> _TEXT EXTRACT_
══════════

Legacy

Dr. Woodie Flowers

Papalardo Professor Emeritus of Mechanical Engineering, MIT · Co-founder, FIRST Robotics Competition

Dr. Woodie Flowers

Dr. Woodie Flowers

Inaugural WFA Recipient · 1996

Dr. Woodie Flowers is the Papalardo Professor Emeritus of Mechanical Engineering at the Massachusetts Institute of Technology and a Distinguished Partner at Olin College. Woodie was honored to be the initial recipient of the Woodie Flowers Award, and is humbled to have an award named in his honor.

Woodie is the co-founder of the FIRST Robotics Competition (FRC), along with Dean Kamen, and has served as a National Advisor to FIRST since the inception of the FRC.

══════════

Pointing records:
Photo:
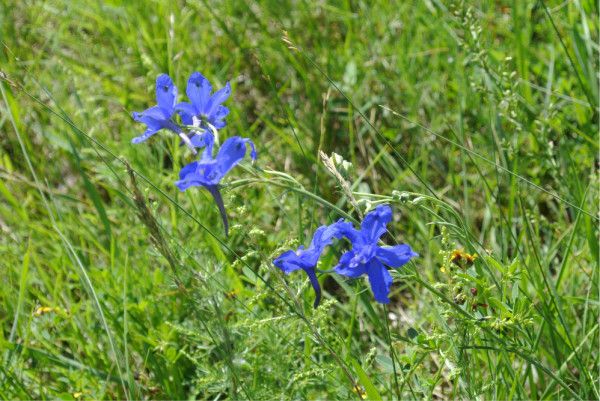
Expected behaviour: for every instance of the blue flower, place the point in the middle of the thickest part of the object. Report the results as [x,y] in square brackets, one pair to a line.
[205,110]
[208,171]
[306,259]
[367,257]
[160,116]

══════════

> _TASK SET_
1. According to the profile of Woodie Flowers, who co-founded the FIRST Robotics Competition with him?
2. List every position or role that the profile of Woodie Flowers says he holds or has held.

> _ANSWERS FOR THIS EXERCISE_
1. Dean Kamen

2.
- Papalardo Professor Emeritus of Mechanical Engineering at the Massachusetts Institute of Technology
- Distinguished Partner at Olin College
- Co-founder of the FIRST Robotics Competition (FRC)
- National Advisor to FIRST